POKAZANY TEKST:
***
W czerwcu 1939 roku w obecności Heinricha Himmlera przygotowywano tu szczegóły operacji „Tannenberg”. W trakcie jednej z poufnych wizyt reichsführera SS, Forster otrzymał szpadę honorową z napisami: „Mój honor to wierność” oraz “Mojemu kochanemu Albertowi Forsterowi. H.Himmler wódz SS na Rzeszę”. Świadczyło to o wyjątkowej pozycji Forstera w strukturach SS i zaufaniu, jakim darzyli go najwyżsi dygnitarze III Rzeszy.
Forsterówka znajduje się w odległości ok. 800 m od Apartamentów Bajkowa Plaża, w pobliżu wieży widokowej, o której mowa w innym moim poście i mimo że zniszczona upływem czasu, warto ją odwiedzić w trakcie spacerów po okolicy.
Teren rezydencji gaulaitera był też od listopada 1944 do stycznia 1945 roku miejscem zwożenia zagrożonych nalotami dzieł sztuki i archiwów partyjnych NSDAP z terenu Gdańska. To najmniej poznana karta historii tego obiektu. Część archiwum zostało zdeponowane w jednym ze schronów przeciwlotniczych wybudowanych na tym terenie w 1941 roku. Do dnia dzisiejszego nie zlokalizowano schronu dla personelu i pacjentów przebywających w obiektach dawnego wojskowego ośrodka szkoleniowego NSDAP.
***
Pozycje ze zbioru do etykietowania:
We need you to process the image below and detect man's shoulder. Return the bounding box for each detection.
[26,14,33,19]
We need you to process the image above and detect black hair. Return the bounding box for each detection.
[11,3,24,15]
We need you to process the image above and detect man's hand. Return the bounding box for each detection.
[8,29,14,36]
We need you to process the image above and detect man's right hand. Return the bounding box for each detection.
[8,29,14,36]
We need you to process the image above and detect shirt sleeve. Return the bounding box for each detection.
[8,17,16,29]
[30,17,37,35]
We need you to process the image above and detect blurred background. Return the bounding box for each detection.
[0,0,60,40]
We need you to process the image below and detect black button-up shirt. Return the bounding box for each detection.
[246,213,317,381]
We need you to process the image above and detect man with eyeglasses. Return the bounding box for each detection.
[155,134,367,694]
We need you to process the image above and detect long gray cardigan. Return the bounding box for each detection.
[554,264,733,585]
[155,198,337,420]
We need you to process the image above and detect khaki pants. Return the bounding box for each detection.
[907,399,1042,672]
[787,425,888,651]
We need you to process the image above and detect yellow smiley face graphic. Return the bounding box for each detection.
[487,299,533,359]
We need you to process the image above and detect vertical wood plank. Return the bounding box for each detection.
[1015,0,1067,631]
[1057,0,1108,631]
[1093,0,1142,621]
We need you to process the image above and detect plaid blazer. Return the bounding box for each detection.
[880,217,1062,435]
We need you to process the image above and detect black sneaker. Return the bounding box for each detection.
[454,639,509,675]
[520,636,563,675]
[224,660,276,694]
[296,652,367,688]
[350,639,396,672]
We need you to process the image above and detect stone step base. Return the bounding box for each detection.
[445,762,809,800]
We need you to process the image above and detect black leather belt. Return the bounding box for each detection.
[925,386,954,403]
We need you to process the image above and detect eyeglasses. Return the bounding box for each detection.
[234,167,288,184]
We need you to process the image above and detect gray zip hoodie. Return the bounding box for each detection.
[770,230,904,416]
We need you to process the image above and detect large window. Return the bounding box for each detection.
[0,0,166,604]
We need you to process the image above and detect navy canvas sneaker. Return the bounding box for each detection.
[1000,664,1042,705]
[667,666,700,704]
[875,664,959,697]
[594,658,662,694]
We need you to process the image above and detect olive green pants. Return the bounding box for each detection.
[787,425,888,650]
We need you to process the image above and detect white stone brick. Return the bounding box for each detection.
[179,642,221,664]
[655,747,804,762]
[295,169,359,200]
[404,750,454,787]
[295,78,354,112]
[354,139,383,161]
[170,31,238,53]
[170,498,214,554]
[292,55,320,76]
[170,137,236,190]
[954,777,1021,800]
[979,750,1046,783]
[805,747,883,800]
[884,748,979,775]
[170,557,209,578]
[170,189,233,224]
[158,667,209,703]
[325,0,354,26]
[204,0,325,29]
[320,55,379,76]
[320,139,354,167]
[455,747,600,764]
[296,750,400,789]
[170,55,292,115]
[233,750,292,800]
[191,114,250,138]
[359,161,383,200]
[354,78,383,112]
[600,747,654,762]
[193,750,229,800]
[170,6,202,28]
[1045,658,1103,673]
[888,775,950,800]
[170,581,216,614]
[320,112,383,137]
***
ZADANIA DO WYKONANIA:
A. W jakiej odległości od Apartamentów Bajkowa Plaża leży Forsterówka według tekstu o Forsterówce?
B. Przepisz fragment tekstu o Forsterówce od słów „Teren rezydencji gaulaitera” do słów „ośrodka szkoleniowego NSDAP.”, zmieniając nazwę „NSDAP” na „Narodowosocjalistycznej Niemieckiej Partii Robotników”.
Opieraj się wyłącznie na tekście o Forsterówce.

PEŁNE ODPOWIEDZI:
A. Około 800 m.

B.
Teren rezydencji gaulaitera był też od listopada 1944 do stycznia 1945 roku miejscem zwożenia zagrożonych nalotami dzieł sztuki i archiwów partyjnych Narodowosocjalistycznej Niemieckiej Partii Robotników z terenu Gdańska. To najmniej poznana karta historii tego obiektu. Część archiwum zostało zdeponowane w jednym ze schronów przeciwlotniczych wybudowanych na tym terenie w 1941 roku. Do dnia dzisiejszego nie zlokalizowano schronu dla personelu i pacjentów przebywających w obiektach dawnego wojskowego ośrodka szkoleniowego Narodowosocjalistycznej Niemieckiej Partii Robotników.